[RECORDS SUPPLIED Boundary: Start]
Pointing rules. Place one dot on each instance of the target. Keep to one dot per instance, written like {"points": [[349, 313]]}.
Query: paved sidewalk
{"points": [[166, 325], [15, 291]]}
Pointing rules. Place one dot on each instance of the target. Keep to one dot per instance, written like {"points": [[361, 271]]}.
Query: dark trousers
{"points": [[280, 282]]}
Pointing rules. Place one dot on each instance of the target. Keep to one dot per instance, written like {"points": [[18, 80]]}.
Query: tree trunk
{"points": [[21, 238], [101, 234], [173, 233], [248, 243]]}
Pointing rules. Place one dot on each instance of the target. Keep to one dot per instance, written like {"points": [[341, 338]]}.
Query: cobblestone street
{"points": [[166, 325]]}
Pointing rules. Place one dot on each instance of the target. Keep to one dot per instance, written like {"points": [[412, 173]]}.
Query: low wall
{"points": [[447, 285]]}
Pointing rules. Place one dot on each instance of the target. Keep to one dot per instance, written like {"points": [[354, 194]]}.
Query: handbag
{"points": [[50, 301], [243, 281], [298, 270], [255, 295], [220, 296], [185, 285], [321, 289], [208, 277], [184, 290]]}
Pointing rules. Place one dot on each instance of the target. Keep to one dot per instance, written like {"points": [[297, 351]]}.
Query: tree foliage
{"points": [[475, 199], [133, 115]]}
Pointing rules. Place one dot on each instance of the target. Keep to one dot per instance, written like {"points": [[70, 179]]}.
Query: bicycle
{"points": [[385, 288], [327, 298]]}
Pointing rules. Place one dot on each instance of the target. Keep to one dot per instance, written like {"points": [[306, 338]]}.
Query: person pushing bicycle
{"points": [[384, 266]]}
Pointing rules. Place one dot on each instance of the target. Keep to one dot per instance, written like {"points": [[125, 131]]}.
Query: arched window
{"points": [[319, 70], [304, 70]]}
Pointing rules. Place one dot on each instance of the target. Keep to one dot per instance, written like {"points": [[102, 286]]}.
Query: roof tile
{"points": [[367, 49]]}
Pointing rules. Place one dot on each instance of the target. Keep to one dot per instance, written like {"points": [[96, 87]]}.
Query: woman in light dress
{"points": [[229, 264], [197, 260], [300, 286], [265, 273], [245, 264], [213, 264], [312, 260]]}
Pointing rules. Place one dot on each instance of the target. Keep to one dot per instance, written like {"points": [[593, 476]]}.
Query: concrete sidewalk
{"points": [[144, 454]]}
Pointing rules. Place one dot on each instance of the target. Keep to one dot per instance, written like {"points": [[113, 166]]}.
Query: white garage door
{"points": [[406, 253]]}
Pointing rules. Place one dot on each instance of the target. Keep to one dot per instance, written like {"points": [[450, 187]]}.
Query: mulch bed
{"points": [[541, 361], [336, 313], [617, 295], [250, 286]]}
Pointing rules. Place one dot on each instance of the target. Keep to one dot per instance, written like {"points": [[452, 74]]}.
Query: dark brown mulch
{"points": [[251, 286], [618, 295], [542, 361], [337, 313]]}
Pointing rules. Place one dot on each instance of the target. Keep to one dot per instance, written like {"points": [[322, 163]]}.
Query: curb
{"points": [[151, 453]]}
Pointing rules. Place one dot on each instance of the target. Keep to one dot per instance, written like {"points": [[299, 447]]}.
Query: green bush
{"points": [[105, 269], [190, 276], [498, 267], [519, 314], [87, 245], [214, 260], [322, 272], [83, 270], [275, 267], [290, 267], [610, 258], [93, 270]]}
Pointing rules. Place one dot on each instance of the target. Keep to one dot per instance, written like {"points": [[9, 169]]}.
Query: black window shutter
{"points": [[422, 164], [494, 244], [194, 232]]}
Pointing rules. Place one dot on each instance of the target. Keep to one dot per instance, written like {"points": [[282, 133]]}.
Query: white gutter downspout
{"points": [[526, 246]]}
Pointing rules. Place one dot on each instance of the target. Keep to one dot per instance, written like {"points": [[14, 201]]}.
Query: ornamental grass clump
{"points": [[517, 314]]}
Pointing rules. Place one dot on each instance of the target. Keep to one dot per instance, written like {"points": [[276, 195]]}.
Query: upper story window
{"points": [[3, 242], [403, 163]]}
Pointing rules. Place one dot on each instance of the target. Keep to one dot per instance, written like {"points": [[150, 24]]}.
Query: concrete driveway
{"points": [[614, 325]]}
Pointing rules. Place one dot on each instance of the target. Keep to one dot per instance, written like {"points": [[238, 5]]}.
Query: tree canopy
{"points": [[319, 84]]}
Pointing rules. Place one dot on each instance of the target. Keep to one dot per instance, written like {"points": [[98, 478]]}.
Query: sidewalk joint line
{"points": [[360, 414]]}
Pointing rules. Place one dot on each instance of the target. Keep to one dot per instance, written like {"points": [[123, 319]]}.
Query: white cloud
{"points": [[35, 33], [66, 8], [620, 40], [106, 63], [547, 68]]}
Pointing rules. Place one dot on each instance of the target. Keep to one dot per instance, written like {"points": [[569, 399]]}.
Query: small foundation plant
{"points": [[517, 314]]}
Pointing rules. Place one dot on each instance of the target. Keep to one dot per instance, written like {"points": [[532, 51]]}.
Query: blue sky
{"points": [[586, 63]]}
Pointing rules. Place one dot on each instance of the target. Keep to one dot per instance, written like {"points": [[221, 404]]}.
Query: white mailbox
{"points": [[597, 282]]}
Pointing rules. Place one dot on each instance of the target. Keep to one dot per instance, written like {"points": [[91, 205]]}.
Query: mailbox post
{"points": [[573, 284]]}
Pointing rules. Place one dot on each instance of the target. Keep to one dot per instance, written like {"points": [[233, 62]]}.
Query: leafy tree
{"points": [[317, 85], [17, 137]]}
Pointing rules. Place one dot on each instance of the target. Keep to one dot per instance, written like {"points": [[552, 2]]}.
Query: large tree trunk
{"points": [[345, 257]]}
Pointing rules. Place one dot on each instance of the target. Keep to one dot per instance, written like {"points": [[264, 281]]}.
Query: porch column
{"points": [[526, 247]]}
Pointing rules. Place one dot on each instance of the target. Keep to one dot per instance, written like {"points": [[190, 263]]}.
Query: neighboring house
[RECORDS SUPPLIED Boundary: End]
Copy every line of the records, leaving nothing out.

= RESULT =
Pointing rules. Place one dot on each instance of the target. Keep to one dot per instance, written like {"points": [[349, 313]]}.
Query: paved sidewalk
{"points": [[166, 325], [15, 291]]}
Pointing rules. Place one dot on each instance of the target. Keep to one dot per instance, written like {"points": [[361, 271]]}.
Query: dark trousers
{"points": [[280, 282]]}
Pointing rules. Place one dot on each instance of the target. Keep to one dot per instance, written like {"points": [[18, 80]]}.
Query: tree trunk
{"points": [[21, 238], [101, 234], [173, 233], [248, 243]]}
Pointing rules. Place one dot on each instance of the target. Keep to one dot per instance, written like {"points": [[341, 338]]}.
Query: cobblestone street
{"points": [[166, 325]]}
Pointing rules. Place one dot on each instance of the target. Keep to one dot per instance, written like {"points": [[412, 173]]}.
Query: low wall
{"points": [[447, 285]]}
Pointing rules. Place one dot on each instance of the target. Keep to one dot per instance, written like {"points": [[354, 194]]}.
Query: handbag
{"points": [[50, 301], [243, 281], [298, 270], [255, 295], [220, 296], [185, 285], [321, 289], [208, 277], [184, 290]]}
Pointing rules. Place one dot on each instance of the target. Keep to one dot per instance, written like {"points": [[297, 351]]}.
Query: tree foliage
{"points": [[475, 199], [133, 115]]}
Pointing rules. Place one dot on each instance of the target. Keep to one dot per instance, written like {"points": [[70, 179]]}.
Query: bicycle
{"points": [[385, 288], [327, 298]]}
Pointing rules. Place one dot on each instance of the target. Keep to one dot per instance, written like {"points": [[306, 338]]}.
Query: person pushing bicycle
{"points": [[384, 266]]}
Pointing rules. Place one dot on each instance of the target. Keep to one dot per instance, written like {"points": [[125, 131]]}.
Query: arched window
{"points": [[319, 70], [304, 70]]}
Pointing rules. Place one dot on each instance of the target. Keep to one dot per instance, written like {"points": [[102, 286]]}.
Query: roof tile
{"points": [[367, 49]]}
Pointing rules. Place one dot on each instance of the target. Keep to one dot per instance, written like {"points": [[96, 87]]}.
Query: woman in light dress
{"points": [[229, 264], [197, 260], [300, 286], [265, 273], [245, 264], [213, 264], [312, 260]]}
Pointing rules. Place one dot on each instance of the target. Keep to one dot per instance, written like {"points": [[593, 476]]}.
Query: concrete sidewalk
{"points": [[144, 454]]}
Pointing rules. Place one dot on each instance of the target. Keep to one dot per instance, written like {"points": [[113, 166]]}.
Query: white garage door
{"points": [[406, 253]]}
Pointing rules. Place one dot on each instance of the target. Keep to one dot per instance, written like {"points": [[450, 187]]}.
Query: mulch bed
{"points": [[541, 361], [336, 313], [617, 295], [250, 286]]}
Pointing rules. Place one dot on each instance of the target. Keep to one dot per instance, written like {"points": [[452, 74]]}.
Query: dark brown mulch
{"points": [[251, 286], [618, 295], [542, 361], [337, 313]]}
Pointing rules. Place one dot on each instance of the target. Keep to one dot per instance, written like {"points": [[322, 163]]}.
Query: curb
{"points": [[151, 453]]}
Pointing rules. Place one dot on each instance of the target. Keep to one dot per instance, written like {"points": [[299, 447]]}.
Query: green bush
{"points": [[105, 269], [190, 276], [498, 267], [519, 314], [87, 245], [214, 260], [322, 272], [83, 270], [275, 267], [290, 267], [610, 258], [93, 270]]}
Pointing rules. Place one dot on each instance of the target. Keep to one dot per instance, written like {"points": [[9, 169]]}.
Query: black window shutter
{"points": [[422, 164], [494, 244], [194, 232]]}
Pointing rules. Place one dot on each instance of the target. Keep to one dot per instance, written like {"points": [[282, 133]]}.
Query: white gutter downspout
{"points": [[526, 246]]}
Pointing rules. Place one dot on each instance of the target. Keep to one dot per instance, written like {"points": [[14, 201]]}.
Query: ornamental grass clump
{"points": [[517, 314]]}
Pointing rules. Place one dot on each instance of the target. Keep to one dot per instance, written like {"points": [[276, 195]]}.
Query: upper story window
{"points": [[3, 242], [403, 163]]}
Pointing rules. Place one dot on each instance of the target. Keep to one dot per instance, written like {"points": [[150, 24]]}.
Query: concrete driveway
{"points": [[614, 325]]}
Pointing rules. Place one dot on each instance of the target. Keep to one dot per instance, written like {"points": [[238, 5]]}.
Query: tree canopy
{"points": [[319, 84]]}
Pointing rules. Place one dot on each instance of the target. Keep to one dot per instance, written like {"points": [[98, 478]]}.
Query: sidewalk joint line
{"points": [[360, 414]]}
Pointing rules. Place one dot on each instance of the target. Keep to one dot per instance, written like {"points": [[123, 319]]}.
Query: white cloud
{"points": [[35, 33], [66, 8], [620, 40], [106, 63], [547, 68]]}
Pointing rules. Place one dot on each instance of the target. Keep to one dot per instance, written like {"points": [[569, 399]]}.
Query: small foundation plant
{"points": [[517, 314]]}
Pointing rules. Place one dot on each instance of the target. Keep to one dot per instance, written like {"points": [[532, 51]]}.
Query: blue sky
{"points": [[586, 63]]}
Pointing rules. Place one dot on each instance of the target. Keep to one dot per instance, written like {"points": [[221, 404]]}.
Query: white mailbox
{"points": [[597, 282]]}
Pointing rules. Place one dot on each instance of the target. Keep to one dot per instance, written like {"points": [[91, 205]]}.
Query: mailbox post
{"points": [[573, 284]]}
Pointing rules. Place one dot on each instance of the target. Keep to one dot per instance, written like {"points": [[233, 62]]}.
Query: leafy tree
{"points": [[317, 85], [17, 137]]}
Pointing rules. Place one dot on each instance of the target. Keep to one dot per instance, written like {"points": [[552, 2]]}.
Query: large tree trunk
{"points": [[345, 257]]}
Pointing rules. Place one dot on each instance of the target. Keep to one dot per instance, written like {"points": [[264, 281]]}.
Query: porch column
{"points": [[526, 247]]}
Pointing rules. Place one dot on each instance of the target. Keep to one dot per instance, written like {"points": [[190, 263]]}.
Query: neighboring house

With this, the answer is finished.